(Given records begins)

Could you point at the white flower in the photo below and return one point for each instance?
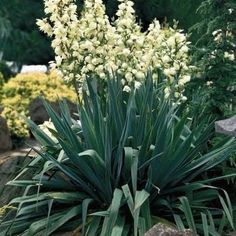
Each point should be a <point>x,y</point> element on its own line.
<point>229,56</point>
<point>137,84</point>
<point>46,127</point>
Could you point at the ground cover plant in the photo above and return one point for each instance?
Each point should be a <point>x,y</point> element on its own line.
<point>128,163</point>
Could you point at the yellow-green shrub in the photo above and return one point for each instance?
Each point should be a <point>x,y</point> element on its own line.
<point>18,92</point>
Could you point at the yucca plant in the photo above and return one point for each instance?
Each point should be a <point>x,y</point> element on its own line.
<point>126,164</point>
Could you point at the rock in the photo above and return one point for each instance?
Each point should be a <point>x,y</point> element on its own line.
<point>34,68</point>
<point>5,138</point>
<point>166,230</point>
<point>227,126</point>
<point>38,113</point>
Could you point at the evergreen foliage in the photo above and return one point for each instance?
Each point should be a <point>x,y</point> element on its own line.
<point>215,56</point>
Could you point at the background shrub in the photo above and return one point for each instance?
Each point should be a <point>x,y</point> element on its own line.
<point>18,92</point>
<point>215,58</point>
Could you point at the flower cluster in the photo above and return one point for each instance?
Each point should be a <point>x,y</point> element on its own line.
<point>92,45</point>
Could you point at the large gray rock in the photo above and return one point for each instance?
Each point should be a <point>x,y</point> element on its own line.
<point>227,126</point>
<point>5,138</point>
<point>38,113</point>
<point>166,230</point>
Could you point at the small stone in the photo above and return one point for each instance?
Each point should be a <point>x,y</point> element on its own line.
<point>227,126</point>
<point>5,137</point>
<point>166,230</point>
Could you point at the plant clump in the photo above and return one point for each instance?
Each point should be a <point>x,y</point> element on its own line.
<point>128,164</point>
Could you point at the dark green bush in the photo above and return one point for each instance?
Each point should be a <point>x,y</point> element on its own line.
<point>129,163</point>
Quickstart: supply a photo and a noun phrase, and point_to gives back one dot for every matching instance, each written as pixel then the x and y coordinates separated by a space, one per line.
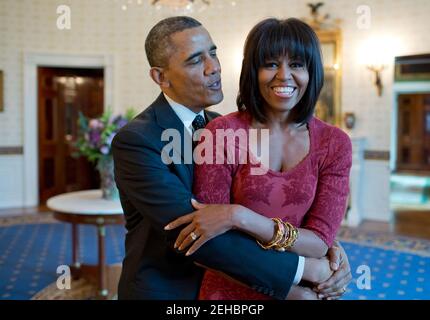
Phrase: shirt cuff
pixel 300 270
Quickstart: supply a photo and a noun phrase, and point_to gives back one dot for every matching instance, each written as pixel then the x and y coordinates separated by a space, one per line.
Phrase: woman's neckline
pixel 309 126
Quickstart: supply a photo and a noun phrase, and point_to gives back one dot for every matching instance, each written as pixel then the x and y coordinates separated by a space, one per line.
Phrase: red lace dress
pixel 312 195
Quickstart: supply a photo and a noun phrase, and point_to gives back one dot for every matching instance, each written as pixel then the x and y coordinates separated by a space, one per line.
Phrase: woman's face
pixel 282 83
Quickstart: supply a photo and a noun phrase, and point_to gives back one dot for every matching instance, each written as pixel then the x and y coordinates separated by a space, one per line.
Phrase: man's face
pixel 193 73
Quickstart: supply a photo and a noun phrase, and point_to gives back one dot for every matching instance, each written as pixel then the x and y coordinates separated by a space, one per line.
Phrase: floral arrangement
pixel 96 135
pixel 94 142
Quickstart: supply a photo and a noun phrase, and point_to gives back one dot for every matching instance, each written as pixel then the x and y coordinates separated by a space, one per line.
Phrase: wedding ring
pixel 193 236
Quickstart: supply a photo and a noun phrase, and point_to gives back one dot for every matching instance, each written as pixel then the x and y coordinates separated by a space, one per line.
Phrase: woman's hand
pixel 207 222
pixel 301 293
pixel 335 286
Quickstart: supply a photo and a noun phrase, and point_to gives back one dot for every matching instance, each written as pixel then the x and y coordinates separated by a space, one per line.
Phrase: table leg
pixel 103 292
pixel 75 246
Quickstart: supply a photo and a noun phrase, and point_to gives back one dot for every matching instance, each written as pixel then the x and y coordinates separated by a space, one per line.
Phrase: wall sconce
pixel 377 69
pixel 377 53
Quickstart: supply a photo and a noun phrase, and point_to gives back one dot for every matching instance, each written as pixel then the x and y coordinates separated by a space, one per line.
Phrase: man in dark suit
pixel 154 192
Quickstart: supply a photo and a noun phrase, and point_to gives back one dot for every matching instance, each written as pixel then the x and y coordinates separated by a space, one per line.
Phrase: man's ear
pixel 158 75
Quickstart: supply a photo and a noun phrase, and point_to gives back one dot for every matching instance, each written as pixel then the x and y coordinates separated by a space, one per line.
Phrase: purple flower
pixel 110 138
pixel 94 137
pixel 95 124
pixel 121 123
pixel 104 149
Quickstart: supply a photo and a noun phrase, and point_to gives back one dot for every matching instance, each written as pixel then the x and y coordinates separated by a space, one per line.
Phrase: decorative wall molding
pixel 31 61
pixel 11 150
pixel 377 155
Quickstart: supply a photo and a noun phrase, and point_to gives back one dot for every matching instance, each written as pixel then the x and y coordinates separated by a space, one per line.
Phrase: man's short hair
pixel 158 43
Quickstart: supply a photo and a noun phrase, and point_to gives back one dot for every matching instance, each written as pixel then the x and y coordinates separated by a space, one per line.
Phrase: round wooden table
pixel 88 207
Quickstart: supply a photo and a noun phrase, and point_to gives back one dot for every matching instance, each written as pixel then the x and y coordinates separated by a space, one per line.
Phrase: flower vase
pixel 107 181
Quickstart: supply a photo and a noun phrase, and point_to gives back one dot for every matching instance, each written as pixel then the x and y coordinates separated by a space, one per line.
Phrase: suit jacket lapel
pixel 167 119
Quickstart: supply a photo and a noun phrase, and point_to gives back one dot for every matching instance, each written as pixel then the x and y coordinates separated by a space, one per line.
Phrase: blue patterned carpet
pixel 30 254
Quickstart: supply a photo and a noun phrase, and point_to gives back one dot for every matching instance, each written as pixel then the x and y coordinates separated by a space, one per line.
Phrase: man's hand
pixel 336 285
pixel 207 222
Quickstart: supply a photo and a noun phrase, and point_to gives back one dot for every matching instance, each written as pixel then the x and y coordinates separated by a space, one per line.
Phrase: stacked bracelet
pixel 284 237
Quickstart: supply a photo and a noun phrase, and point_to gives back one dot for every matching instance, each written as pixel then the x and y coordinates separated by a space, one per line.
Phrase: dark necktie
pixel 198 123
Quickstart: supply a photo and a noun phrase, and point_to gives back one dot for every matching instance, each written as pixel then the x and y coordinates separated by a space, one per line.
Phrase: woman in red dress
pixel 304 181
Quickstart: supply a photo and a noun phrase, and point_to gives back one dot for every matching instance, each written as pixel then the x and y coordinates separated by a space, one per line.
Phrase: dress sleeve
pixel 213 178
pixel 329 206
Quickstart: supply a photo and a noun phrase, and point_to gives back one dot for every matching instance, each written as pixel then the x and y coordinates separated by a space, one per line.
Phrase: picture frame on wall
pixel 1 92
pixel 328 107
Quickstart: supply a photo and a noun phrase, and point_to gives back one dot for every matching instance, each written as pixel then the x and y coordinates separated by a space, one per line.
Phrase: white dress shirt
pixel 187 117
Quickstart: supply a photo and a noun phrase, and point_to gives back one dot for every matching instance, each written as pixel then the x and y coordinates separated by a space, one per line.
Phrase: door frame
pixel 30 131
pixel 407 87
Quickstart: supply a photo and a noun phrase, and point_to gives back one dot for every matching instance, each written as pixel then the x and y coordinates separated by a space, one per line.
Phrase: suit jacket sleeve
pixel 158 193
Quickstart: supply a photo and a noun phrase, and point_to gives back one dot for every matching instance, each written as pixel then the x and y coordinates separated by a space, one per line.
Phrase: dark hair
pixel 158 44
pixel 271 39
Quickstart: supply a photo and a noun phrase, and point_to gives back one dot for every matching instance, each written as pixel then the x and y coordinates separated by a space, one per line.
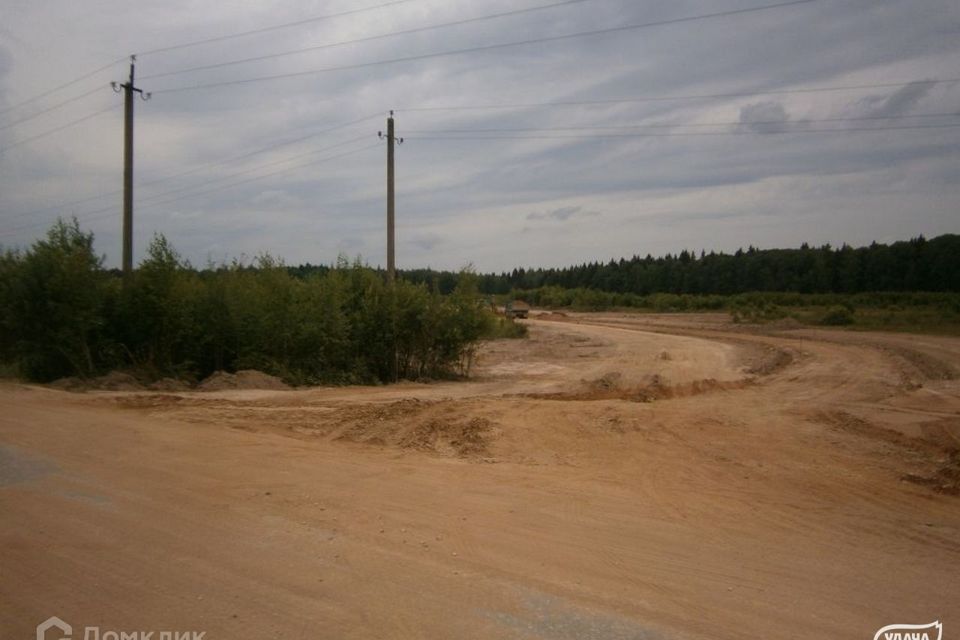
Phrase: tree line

(Given records ends)

What you will do: Search the data above for the word "shrub" and show every line that has it.

Answer area:
Could you point at the yellow-green shrub in the photo above and return one point for each instance?
Could you point at the background shrub in the photo above and return one point for each instance?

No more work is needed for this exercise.